What you have to do
Extract each line of the data below that contains the string "tower" and copy it in full. The match is case-sensitive.

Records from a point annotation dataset

----

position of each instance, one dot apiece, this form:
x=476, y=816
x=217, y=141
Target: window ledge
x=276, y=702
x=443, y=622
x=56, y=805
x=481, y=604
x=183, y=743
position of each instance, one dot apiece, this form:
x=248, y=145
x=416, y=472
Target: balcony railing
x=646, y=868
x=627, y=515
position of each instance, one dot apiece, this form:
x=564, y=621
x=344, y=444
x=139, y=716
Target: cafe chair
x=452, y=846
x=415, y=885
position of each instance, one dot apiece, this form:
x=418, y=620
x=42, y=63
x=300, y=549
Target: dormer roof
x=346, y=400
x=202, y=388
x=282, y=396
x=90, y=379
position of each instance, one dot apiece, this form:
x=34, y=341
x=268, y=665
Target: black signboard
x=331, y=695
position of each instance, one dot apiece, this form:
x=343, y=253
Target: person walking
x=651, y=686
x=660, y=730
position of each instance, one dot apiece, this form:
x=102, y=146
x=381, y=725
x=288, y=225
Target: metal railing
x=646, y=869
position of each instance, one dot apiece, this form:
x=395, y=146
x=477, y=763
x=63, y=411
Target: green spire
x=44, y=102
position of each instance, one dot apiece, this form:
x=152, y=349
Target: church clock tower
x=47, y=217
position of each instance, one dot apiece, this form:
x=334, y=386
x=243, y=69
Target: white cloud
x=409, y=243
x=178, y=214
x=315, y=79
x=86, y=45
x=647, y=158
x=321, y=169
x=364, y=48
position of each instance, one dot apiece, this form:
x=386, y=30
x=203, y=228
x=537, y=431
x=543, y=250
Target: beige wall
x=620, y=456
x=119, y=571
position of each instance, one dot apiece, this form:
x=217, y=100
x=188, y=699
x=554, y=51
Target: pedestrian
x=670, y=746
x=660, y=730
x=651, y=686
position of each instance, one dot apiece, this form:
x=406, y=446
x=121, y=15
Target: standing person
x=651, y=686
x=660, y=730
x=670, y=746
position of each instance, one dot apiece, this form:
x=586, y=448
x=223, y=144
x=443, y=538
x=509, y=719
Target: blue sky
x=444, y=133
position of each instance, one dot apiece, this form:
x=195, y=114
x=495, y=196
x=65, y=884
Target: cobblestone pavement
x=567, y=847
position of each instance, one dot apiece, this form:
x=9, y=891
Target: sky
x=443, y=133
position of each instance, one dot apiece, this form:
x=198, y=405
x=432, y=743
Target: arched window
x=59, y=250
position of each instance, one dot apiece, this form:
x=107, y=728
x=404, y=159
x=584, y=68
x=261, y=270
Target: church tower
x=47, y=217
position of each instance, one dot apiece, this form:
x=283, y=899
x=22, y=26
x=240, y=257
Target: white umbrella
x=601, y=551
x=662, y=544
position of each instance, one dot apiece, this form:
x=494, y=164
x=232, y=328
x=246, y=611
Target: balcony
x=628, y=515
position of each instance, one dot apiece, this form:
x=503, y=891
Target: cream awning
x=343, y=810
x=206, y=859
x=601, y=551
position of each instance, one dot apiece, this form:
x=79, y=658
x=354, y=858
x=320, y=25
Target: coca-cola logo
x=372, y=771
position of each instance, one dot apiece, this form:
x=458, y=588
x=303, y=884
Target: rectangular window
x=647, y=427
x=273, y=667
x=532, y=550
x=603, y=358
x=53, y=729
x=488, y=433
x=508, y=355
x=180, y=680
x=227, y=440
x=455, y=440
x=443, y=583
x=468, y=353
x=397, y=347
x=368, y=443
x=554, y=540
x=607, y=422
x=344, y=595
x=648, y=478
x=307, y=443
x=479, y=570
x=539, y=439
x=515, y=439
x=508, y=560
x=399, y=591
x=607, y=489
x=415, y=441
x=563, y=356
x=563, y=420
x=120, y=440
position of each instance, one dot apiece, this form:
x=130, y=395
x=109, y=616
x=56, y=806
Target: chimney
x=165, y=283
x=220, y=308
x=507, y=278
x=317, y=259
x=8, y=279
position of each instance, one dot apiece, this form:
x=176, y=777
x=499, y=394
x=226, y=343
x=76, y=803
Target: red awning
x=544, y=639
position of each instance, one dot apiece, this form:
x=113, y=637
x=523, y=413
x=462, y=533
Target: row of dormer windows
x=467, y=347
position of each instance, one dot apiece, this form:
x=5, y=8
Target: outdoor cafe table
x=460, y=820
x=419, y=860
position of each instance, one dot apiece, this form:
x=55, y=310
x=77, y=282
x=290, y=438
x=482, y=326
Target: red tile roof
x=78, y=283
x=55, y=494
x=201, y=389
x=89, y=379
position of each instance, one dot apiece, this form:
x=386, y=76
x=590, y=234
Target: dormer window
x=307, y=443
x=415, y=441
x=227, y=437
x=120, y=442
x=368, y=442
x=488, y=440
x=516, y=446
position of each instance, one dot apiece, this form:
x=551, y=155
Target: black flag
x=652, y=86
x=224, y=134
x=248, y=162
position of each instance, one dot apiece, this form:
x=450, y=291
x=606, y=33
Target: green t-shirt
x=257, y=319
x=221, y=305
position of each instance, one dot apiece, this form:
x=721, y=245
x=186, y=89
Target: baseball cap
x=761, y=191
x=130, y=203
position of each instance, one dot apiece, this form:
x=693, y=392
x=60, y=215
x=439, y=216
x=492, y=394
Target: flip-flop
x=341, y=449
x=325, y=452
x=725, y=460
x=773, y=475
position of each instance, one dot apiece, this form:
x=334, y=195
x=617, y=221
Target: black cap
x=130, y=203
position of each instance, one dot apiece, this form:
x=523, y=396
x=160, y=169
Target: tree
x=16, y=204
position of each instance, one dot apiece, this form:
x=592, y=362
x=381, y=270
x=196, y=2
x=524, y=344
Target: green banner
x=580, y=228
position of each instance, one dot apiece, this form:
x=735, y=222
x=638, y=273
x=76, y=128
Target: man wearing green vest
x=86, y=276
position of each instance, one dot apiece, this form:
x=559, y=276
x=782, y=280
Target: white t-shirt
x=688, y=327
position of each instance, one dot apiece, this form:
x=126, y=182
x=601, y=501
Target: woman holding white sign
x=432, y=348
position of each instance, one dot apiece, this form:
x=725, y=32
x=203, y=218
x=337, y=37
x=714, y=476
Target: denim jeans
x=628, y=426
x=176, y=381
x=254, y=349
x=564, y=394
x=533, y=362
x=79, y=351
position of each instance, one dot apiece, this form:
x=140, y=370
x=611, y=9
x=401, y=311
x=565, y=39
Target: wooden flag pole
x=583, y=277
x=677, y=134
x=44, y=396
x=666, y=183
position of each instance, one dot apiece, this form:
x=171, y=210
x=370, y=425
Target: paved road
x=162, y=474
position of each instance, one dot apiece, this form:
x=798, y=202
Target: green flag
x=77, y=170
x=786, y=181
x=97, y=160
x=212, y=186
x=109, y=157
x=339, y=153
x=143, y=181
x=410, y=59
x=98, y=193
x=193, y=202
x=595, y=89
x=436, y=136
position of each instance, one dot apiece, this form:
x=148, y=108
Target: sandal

----

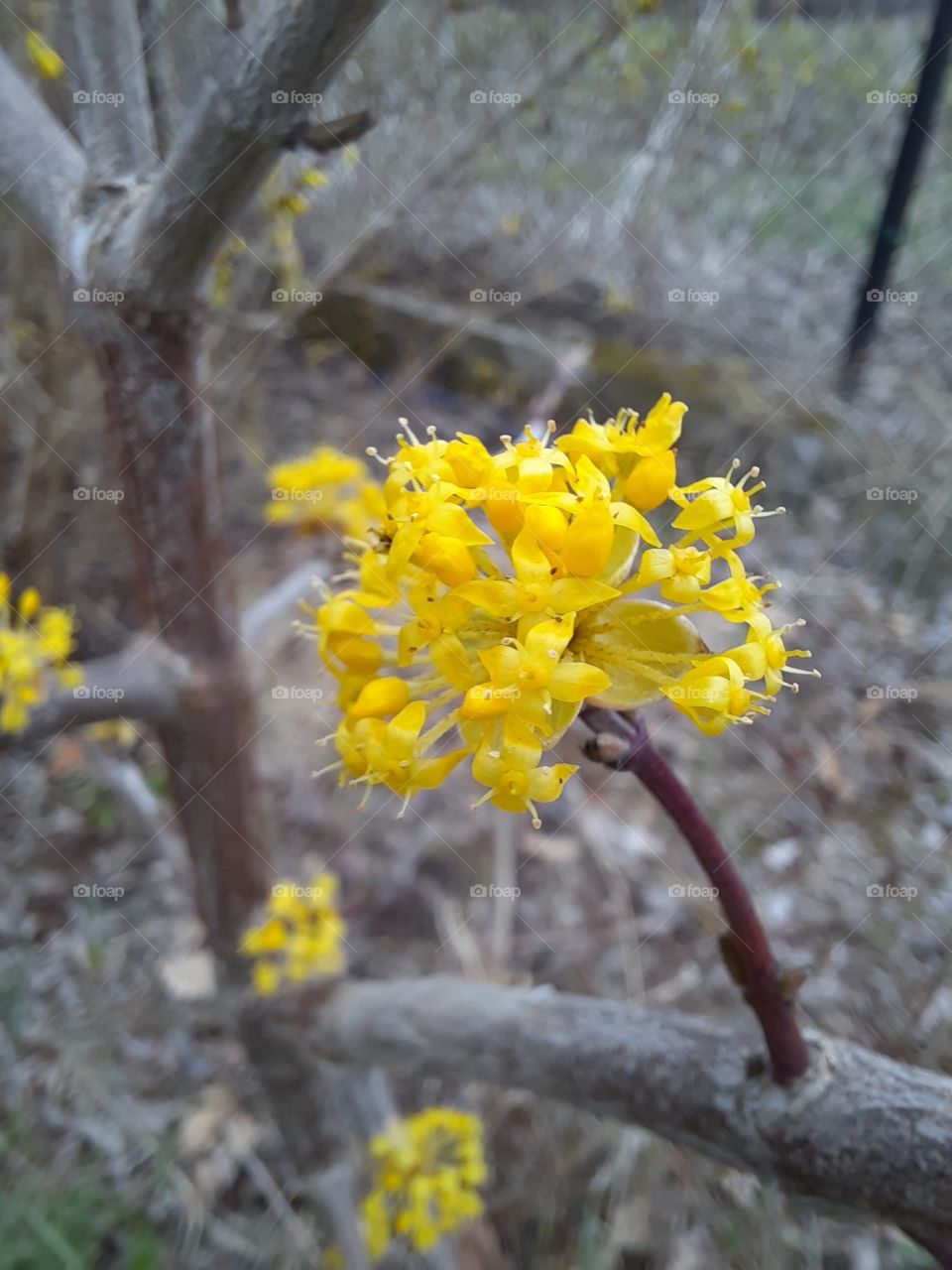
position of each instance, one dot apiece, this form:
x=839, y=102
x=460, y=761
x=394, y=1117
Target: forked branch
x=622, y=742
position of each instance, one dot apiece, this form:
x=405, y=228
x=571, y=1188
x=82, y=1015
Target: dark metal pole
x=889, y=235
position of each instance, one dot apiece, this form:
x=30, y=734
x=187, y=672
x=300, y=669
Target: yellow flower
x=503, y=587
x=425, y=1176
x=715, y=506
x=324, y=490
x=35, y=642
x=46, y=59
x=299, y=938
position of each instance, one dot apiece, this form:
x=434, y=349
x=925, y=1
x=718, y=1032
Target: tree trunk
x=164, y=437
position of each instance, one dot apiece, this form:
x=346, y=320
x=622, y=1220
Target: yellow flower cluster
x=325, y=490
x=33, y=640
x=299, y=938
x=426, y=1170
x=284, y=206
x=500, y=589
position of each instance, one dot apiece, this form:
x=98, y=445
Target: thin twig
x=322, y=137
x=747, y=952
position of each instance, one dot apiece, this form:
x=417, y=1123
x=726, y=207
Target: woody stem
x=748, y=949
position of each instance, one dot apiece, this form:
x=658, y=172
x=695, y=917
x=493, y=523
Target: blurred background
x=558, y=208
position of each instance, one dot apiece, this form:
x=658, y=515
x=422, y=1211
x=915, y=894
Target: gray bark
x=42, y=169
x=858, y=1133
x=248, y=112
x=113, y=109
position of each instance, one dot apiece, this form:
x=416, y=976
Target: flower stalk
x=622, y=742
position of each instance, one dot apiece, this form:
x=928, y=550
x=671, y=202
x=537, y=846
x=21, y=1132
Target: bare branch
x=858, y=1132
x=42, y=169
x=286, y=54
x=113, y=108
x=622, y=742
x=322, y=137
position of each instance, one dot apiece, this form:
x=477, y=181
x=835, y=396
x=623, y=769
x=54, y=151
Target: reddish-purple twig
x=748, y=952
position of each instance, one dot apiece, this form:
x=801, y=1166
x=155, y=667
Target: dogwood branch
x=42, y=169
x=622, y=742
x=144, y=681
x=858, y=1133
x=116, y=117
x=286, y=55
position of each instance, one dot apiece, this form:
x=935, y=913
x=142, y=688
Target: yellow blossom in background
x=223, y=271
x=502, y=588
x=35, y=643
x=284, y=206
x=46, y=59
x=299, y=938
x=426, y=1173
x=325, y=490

----

Result of the exercise
Target: church clock tower
Target: church tower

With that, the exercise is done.